• TEXT EXCERPT
Zereoue inspires puppy love Mountaineers tailback gains more than yards

Players can gauge their popularity by the particular custom of the locals. Some get statues in their honor, others get a key to the city.

For West Virginia sophomore tailback Amos Zereoue, the spoils of his burgeoning fame have been less grandiose, but no less heartfelt.


"Every time I turn around, I hear people are naming their puppies after him," Mountaineers running backs coach Tony Pearce said. "Apparently there are a lot of 'Famous Amoses' running all over the place."

Just like the original.


A 5-foot-10, 200-pound back, Zereoue (pronounced Zair-o-way) often has his name mispronounced. He enters Saturday against Maryland at Byrd Stadium as the second-best rusher in the nation, averaging 150.2 yards per game -- 6.5 per carry -- and nine touchdowns, two of 50 yards or more. Only Iowa's Tavian Banks has been better this season, averaging 183.8 yards per game.

In just 16 college games, Zereoue, a Long Island native, has amassed 1,786 yards, including a school record 1,035 his freshman season, to becoming the most prolific rusher in the East.

Still, Zereoue said, the notoriety, including the "Famous Amos" moniker that followed him from his home in Hempstead, N.Y., is all a bit strange.

"I don't know what to say about the puppy stuff," he said. "I just try to keep a level head and concentrate on the team game despite the attention. People come up with names and things and that makes them happy, so that's fine."

Zereoue grew up a Barry Sanders fanatic, and through fortuitous genetics, developed the same type of body and into the same type of runner. He darts, he dodges, he stops in nothing flat, and, Pearce said, "when he gets that look in his eye," he can run through an unwary safety, as he did for a 54-yard touchdown two weeks ago against the Miami Hurricanes.

"I just try to stay low, keep a low base," Zereoue said. "If you make them miss, you get them thinking, and then you do what you want to."

Running behind a line that averages 295 pounds per man has not hurt either, he said.

Zereoue made his collegiate debut count last season with 135 yards on seven carries -- including a 69-yard touchdown on his first-ever rush -- in a nationally televised win over rival Pittsburgh. After that season he was unanimously named Big East Rookie of the Year, raising expectations for this autumn.

[Rows from a data source]

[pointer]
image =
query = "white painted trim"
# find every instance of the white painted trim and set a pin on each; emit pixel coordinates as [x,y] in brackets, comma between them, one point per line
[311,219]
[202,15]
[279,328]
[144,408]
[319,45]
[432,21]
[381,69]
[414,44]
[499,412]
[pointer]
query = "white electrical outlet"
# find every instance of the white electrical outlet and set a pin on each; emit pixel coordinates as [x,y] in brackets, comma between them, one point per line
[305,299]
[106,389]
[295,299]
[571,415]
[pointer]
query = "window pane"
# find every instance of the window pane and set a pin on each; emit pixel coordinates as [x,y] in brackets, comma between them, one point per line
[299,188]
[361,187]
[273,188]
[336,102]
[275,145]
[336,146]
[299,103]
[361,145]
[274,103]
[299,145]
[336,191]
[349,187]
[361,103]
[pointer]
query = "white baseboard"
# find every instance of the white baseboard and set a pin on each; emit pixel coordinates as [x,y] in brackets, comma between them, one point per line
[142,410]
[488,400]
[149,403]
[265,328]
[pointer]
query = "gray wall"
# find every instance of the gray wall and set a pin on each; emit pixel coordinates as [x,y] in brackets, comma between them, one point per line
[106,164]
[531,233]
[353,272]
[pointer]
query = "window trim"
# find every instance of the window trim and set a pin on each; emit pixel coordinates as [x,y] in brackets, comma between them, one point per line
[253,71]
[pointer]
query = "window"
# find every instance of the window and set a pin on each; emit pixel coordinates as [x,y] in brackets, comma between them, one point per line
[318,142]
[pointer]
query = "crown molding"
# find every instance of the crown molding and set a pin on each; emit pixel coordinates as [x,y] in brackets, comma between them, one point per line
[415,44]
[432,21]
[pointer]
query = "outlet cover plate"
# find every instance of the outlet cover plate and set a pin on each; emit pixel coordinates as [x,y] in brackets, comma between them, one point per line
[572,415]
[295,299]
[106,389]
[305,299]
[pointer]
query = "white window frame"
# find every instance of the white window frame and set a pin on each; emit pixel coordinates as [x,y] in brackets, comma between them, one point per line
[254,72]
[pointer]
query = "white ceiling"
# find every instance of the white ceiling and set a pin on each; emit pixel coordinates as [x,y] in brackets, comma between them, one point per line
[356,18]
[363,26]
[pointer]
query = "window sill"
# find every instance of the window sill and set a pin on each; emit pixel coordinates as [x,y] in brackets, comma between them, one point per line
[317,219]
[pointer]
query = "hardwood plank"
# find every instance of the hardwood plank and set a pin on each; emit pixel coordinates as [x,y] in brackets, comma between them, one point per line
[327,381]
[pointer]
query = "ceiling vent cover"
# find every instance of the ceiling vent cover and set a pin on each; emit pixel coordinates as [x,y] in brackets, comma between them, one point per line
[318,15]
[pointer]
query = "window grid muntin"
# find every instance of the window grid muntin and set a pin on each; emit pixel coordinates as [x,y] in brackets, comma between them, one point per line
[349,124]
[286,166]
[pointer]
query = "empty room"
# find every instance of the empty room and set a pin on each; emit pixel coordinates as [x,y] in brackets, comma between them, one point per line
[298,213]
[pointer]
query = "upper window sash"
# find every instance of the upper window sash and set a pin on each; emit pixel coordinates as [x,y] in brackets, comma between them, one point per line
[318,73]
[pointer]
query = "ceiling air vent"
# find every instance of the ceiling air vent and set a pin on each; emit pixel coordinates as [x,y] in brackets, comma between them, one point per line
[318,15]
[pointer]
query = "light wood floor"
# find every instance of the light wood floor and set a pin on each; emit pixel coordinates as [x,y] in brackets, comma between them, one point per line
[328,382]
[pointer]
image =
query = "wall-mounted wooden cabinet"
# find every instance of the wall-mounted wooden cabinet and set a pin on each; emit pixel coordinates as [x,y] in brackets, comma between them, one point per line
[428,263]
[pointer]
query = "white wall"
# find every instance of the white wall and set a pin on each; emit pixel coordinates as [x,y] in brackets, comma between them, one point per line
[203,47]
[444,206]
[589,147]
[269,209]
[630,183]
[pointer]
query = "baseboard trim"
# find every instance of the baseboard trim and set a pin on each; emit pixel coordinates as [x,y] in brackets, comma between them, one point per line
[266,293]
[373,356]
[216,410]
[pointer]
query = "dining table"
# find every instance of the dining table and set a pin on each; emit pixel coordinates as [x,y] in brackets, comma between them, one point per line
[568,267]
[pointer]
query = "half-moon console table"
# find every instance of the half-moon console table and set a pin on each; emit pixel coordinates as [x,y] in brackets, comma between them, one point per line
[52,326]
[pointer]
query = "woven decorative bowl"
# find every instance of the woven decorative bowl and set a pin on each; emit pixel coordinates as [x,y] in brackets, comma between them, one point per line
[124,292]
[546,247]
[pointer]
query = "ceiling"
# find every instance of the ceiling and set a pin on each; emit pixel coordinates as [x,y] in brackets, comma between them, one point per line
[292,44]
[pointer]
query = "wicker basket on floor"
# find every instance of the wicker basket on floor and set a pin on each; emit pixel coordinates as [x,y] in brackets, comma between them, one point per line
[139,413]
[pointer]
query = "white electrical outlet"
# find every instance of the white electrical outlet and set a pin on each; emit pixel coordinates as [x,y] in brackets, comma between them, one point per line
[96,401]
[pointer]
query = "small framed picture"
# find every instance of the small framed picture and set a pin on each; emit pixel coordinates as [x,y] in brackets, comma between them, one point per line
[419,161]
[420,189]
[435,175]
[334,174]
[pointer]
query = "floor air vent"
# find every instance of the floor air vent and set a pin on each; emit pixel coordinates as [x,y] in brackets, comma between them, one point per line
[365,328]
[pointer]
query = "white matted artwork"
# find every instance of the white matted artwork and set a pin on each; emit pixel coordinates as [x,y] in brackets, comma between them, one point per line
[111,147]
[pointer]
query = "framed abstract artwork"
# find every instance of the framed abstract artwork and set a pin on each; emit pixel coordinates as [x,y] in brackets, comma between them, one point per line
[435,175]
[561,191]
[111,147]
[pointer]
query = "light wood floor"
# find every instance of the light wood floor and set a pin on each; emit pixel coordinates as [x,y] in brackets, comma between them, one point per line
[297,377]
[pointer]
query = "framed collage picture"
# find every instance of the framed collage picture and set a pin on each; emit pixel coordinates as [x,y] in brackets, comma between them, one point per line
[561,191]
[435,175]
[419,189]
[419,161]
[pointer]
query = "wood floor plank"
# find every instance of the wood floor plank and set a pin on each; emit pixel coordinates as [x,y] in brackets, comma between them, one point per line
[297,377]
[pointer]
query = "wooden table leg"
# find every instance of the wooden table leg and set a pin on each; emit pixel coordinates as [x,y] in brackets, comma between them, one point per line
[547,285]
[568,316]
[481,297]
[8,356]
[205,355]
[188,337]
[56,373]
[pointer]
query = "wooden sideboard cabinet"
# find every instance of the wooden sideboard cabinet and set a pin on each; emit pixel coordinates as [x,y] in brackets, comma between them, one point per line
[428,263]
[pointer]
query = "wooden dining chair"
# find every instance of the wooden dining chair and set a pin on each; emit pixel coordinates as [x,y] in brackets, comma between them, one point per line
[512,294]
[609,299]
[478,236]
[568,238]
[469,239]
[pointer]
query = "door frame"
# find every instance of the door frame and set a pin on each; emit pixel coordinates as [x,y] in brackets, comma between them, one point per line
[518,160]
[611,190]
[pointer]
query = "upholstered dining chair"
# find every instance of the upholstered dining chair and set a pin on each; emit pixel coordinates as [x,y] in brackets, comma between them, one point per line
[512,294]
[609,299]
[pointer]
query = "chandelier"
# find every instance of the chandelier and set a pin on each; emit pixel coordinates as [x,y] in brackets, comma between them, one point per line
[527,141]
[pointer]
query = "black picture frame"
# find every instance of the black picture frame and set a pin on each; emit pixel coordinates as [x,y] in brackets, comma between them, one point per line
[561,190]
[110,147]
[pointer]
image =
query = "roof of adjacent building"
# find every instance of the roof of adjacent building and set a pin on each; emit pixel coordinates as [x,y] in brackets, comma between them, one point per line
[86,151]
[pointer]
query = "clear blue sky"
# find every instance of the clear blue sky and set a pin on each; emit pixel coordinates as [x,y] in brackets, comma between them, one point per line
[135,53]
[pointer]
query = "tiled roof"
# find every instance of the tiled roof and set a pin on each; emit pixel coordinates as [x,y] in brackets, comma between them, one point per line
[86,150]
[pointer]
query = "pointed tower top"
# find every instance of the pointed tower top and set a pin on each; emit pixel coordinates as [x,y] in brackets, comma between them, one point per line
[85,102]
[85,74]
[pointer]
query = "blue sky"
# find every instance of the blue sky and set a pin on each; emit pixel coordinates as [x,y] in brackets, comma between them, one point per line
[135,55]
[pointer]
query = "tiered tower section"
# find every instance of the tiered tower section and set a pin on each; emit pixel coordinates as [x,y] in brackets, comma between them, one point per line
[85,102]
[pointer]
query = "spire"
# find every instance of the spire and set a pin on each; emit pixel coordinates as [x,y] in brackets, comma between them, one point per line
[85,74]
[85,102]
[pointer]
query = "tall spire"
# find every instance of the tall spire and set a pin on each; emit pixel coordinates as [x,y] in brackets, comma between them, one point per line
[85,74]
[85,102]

• PROMPT
In the article on Amos Zereoue, how many yards did he gain in his collegiate debut against Pittsburgh, and on how many carries?

• RESULT FOR THIS EXERCISE
135 yards on seven carries.